Oil CEOs defend efforts to address climate crisis in Oversight testimony

CEOs of major oil companies and lobbying groups emphasized their acknowledgment of fossil fuels’ role in climate change and denied covering up the connection in Thursday testimony in front of a House panel.  

Executives from Exxon, Chevron, Shell and BP, as well as leaders from the American Petroleum Institute and U.S. Chamber of Commerce testified before the House Oversight Committee Thursday.

Exxon in particular was in the hot seat after a recording was released in the summer of a company lobbyist Keith McCoy who was speaking to a Greenpeace activist. McCoy, who believed he was addressing a corporate headhunter, said in the recording that the company has “aggressively [fought] against some of the science” and only offered its support for carbon taxation as a “talking point.”

Exxon CEO Darren Woods, who has disavowed McCoy and his comments, told the committee that the company “has long acknowledged the reality and risks of climate change, and it has devoted significant resources to addressing those risks.”

====

▶ Short problem A
Please list every company or organization whose executives or leaders testified before the House Oversight Committee, according to the article on oil executives' climate testimony.
▶ Short problem B
Resume the article on oil executives' climate testimony, picking up after its final sentence.

====

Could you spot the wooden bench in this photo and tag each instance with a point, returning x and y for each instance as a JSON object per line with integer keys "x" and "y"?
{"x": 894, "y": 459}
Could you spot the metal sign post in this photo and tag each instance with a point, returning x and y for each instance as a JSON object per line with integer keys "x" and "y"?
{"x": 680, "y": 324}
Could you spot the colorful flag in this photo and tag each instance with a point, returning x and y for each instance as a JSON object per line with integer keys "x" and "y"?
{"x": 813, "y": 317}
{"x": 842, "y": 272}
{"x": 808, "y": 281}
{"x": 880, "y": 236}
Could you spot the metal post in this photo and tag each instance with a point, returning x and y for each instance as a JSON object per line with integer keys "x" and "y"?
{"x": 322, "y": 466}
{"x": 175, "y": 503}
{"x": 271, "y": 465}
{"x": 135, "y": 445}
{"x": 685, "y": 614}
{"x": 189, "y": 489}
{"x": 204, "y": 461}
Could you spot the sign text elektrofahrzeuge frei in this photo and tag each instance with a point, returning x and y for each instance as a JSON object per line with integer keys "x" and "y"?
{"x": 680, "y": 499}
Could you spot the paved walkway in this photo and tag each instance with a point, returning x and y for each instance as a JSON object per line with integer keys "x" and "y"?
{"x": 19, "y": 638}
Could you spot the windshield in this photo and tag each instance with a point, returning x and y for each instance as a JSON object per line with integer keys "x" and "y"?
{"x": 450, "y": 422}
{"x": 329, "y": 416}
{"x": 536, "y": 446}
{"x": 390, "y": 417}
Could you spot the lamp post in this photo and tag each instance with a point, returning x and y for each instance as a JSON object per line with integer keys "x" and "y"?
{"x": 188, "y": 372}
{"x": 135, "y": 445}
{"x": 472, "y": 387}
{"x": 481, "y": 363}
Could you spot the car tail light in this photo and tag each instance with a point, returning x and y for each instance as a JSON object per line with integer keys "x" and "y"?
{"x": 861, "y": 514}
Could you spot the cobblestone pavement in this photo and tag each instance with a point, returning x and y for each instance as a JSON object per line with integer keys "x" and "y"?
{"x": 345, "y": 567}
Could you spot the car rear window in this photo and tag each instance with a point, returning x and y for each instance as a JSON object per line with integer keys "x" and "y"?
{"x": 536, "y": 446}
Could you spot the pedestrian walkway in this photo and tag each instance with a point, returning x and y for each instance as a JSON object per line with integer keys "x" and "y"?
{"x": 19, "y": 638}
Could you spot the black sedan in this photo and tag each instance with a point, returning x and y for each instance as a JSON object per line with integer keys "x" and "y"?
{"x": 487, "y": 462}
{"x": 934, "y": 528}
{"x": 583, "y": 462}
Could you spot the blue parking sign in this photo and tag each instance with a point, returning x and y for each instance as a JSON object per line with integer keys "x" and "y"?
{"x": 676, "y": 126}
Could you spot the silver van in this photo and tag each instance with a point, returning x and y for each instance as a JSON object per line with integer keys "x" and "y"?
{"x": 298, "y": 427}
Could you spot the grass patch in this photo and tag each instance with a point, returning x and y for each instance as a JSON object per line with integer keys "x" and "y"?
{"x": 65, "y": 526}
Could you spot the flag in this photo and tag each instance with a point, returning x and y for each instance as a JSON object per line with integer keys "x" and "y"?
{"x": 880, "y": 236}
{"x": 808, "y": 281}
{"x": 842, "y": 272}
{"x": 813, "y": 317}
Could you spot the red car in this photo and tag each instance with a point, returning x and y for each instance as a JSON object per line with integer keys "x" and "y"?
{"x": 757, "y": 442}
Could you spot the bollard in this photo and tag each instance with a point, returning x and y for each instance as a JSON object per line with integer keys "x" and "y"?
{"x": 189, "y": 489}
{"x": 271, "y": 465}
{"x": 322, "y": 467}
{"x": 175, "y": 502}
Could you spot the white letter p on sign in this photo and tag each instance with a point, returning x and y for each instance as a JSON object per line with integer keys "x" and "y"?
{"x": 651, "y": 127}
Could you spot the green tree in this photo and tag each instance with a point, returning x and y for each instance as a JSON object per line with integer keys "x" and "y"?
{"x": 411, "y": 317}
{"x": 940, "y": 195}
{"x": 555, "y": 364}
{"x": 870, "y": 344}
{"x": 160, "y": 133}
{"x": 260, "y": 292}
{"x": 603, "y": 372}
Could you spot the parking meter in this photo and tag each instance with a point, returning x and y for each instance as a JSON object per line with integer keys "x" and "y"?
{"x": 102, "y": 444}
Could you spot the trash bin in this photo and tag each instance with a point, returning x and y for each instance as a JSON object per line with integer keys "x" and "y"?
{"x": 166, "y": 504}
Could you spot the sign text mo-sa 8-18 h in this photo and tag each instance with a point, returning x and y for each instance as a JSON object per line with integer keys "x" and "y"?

====

▶ Exercise result A
Exxon, Chevron, Shell, BP, the American Petroleum Institute, the U.S. Chamber of Commerce

▶ Exercise result B
Shell U.S. President Gretchen Watkins also emphasized what she said was the company’s commitment to addressing the climate crisis, saying “meeting the demand for reliable energy – while simultaneously addressing climate change – is a huge undertaking and one of the defining challenges of our time.”

Multiple witnesses touted their institutions’ support for the goals of the Paris Climate Agreement, including Watkins and U.S. Chamber of Commerce CEO Suzanne Clark. Watkins also touted the company’s support of the 2009 Waxman-Markey climate legislation, while Clark cited the Chamber’s backing of the bipartisan infrastructure deal.

The companies’ acknowledgment of fossil fuels’ contributions to climate change is a hot topic for the hearing.

Chairwoman Carolyn Maloney (D-N.Y.) and Environment Subcommittee Chair Ro Khanna (D-Calif.) have repeatedly pointed to decades-old research by Exxon scientists indicating growing awareness that burning fossil fuels was a major driver of climate change.

In her opening statement, Maloney expressed hope that the hearings represented a “turning point” for “accountability” for the oil industry and specifically paralleled it with the questioning of tobacco executives in the 1990s.

“Twenty-seven years ago, tobacco executives, rather than admitting the truth, they lied, a watershed moment in the public’s understanding” of nicotine addiction, Maloney said.

The witnesses, Khanna added, “have a choice: come clean, admit misrepresentation and stop supporting disinformation, or you can sit there and lie under oath … the question is, did any of your executives mislead the public?”

Updated 1:04 p.m.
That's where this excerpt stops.